▸ **Problem to work on**:
Copy the listing below, changing "jersey" to "shirt" each time it appears and keeping everything else the same. Leave out the pictures.

▸ **Exercise material**:
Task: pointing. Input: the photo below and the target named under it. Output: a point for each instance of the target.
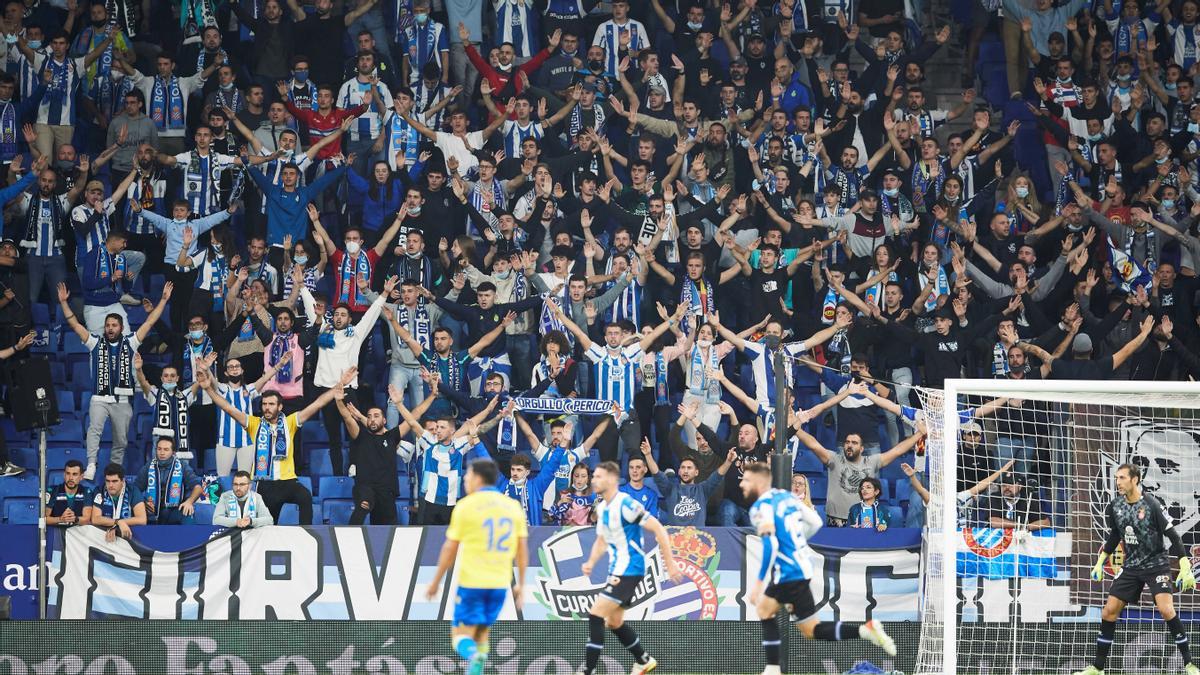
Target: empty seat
(21, 511)
(204, 513)
(335, 487)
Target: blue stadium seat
(318, 461)
(289, 514)
(204, 513)
(337, 511)
(335, 487)
(808, 463)
(819, 485)
(24, 485)
(21, 511)
(402, 512)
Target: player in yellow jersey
(491, 530)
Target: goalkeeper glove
(1098, 571)
(1186, 579)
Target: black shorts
(621, 589)
(795, 593)
(1128, 584)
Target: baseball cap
(1083, 344)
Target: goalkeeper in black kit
(1137, 521)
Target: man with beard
(274, 436)
(112, 368)
(850, 467)
(372, 460)
(169, 96)
(65, 503)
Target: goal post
(1019, 599)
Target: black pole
(781, 461)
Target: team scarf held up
(195, 352)
(419, 321)
(270, 444)
(174, 483)
(700, 383)
(167, 103)
(696, 296)
(233, 509)
(113, 365)
(171, 418)
(354, 268)
(281, 345)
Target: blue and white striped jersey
(369, 124)
(785, 525)
(229, 432)
(616, 372)
(762, 365)
(619, 523)
(442, 469)
(58, 106)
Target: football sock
(630, 640)
(465, 646)
(595, 643)
(834, 631)
(1181, 638)
(771, 640)
(1104, 643)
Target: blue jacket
(376, 213)
(535, 488)
(287, 213)
(99, 291)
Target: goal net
(1006, 569)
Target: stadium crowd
(405, 221)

▸ **Finished answer**:
Task: pointing. Input: the photo below and the target named under it. Output: a point for each instance of the target.
Target: empty seat
(21, 511)
(204, 513)
(335, 487)
Target: blue stadium seat
(318, 461)
(289, 514)
(204, 513)
(337, 511)
(335, 487)
(808, 463)
(819, 485)
(24, 485)
(21, 511)
(402, 512)
Target: player in yellow shirt
(491, 530)
Target: goalkeeper glove
(1098, 571)
(1186, 579)
Target: black shorts
(621, 589)
(795, 593)
(1128, 584)
Target: baseball cap
(1083, 344)
Target: goalkeeper in black kit
(1137, 521)
Target: man with beard
(274, 436)
(112, 368)
(850, 467)
(372, 460)
(169, 96)
(65, 503)
Target: goal post
(1019, 599)
Target: black pole
(781, 461)
Target: team scarf held up
(195, 352)
(419, 321)
(270, 444)
(174, 483)
(700, 383)
(167, 103)
(696, 296)
(233, 509)
(113, 365)
(171, 418)
(354, 268)
(281, 345)
Target: blue and white striped shirt
(369, 124)
(785, 525)
(229, 432)
(616, 372)
(762, 365)
(619, 523)
(442, 469)
(58, 106)
Target: football sock
(630, 640)
(465, 646)
(595, 643)
(834, 631)
(1181, 638)
(771, 640)
(1104, 643)
Target: blue jacket
(376, 213)
(535, 488)
(287, 213)
(99, 291)
Target: goal net
(1006, 569)
Target: stadium crowd
(405, 221)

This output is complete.